Data records:
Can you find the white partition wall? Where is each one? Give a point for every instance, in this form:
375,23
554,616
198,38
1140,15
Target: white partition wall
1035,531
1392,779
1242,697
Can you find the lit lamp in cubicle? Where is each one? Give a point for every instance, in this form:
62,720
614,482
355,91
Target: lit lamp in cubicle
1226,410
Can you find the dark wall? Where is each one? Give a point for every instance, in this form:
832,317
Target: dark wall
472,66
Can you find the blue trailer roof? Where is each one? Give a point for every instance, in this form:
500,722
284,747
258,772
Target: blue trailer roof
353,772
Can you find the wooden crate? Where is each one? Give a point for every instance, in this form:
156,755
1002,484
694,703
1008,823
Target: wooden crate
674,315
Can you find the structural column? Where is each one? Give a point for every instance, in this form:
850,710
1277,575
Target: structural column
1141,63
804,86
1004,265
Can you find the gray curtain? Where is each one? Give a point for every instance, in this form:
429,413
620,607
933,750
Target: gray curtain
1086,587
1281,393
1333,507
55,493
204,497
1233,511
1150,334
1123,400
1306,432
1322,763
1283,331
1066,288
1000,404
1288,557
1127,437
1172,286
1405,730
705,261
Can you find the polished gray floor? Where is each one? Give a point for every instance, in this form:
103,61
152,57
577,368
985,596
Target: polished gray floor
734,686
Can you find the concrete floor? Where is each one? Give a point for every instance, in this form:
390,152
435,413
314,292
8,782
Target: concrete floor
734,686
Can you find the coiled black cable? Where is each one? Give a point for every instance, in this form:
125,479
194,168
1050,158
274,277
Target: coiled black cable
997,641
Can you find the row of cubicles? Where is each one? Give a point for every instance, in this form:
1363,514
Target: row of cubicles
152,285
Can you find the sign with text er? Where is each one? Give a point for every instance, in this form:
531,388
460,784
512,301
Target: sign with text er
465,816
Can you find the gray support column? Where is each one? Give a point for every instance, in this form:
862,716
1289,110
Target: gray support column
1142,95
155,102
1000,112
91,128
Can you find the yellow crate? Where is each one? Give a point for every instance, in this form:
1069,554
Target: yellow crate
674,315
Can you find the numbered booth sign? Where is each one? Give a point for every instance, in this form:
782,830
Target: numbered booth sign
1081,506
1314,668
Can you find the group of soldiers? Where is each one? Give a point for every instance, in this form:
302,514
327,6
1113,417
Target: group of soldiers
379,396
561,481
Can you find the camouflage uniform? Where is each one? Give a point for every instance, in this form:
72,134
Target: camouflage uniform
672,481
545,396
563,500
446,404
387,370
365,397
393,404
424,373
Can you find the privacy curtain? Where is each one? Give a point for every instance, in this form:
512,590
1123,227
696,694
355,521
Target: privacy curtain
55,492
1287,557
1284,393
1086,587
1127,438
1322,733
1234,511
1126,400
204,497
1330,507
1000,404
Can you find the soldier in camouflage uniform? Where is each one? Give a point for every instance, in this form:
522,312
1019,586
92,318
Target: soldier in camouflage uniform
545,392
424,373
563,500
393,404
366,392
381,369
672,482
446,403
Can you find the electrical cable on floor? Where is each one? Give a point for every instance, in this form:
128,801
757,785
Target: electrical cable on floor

=== Activity ===
Pull out each line of the records holding the string "electrical".

=== Exercise output ===
Can you find the electrical cable on floor? Where is each one? Give a point for every instance, in this form:
Target: electrical cable on floor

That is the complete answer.